-- begin Supplied entries --

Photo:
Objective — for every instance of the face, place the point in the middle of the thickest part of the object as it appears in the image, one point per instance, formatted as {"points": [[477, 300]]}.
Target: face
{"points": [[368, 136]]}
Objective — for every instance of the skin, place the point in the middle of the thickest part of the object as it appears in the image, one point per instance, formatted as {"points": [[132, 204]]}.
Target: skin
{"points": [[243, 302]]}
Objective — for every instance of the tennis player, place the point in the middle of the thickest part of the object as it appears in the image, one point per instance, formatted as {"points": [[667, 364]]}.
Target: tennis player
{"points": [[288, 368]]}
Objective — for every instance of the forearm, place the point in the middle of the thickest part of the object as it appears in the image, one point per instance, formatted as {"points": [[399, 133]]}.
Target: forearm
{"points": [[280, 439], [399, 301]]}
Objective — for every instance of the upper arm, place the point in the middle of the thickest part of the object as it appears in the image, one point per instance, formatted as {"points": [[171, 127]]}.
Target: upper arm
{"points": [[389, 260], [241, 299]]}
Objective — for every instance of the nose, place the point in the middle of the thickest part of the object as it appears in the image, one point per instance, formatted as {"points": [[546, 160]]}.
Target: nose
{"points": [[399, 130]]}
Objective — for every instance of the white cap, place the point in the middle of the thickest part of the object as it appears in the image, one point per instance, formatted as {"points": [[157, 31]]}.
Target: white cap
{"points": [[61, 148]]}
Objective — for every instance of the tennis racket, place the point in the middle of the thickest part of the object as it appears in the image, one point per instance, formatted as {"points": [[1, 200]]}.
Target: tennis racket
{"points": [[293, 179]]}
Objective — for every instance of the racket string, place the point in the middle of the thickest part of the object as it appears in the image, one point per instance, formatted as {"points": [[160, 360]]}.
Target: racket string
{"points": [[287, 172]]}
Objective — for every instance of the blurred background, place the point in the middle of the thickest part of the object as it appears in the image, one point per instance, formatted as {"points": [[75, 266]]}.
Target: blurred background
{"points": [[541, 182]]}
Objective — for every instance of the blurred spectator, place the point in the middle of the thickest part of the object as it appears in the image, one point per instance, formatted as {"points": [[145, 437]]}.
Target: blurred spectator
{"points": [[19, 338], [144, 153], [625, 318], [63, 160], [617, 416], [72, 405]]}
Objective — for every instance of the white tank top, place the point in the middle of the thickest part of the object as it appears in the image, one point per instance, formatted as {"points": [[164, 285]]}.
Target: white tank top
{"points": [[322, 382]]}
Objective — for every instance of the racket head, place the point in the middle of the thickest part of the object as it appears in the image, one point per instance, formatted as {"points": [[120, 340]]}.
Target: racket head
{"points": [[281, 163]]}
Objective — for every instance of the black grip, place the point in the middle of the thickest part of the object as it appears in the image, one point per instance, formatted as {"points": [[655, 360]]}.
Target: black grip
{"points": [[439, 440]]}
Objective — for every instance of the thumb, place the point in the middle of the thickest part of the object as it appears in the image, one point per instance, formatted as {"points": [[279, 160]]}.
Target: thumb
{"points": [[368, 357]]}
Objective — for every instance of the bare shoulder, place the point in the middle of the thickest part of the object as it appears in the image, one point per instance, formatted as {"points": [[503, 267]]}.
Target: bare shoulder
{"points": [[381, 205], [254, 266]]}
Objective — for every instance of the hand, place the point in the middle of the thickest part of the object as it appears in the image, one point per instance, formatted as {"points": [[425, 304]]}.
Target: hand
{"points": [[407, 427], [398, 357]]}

-- end Supplied entries --

• Given task
Rewrite the lines running from the one containing "Objective — for every instance of the hand, place" through the end of the entries, inclusive, with "thickest" replaced by "widest" and everything else left unchanged.

• Exercise result
Objective — for every instance of the hand, place the point in the middle of the widest part of the object as it appears in the image, one point per instance, formatted as {"points": [[425, 304]]}.
Target: hand
{"points": [[407, 427], [398, 357]]}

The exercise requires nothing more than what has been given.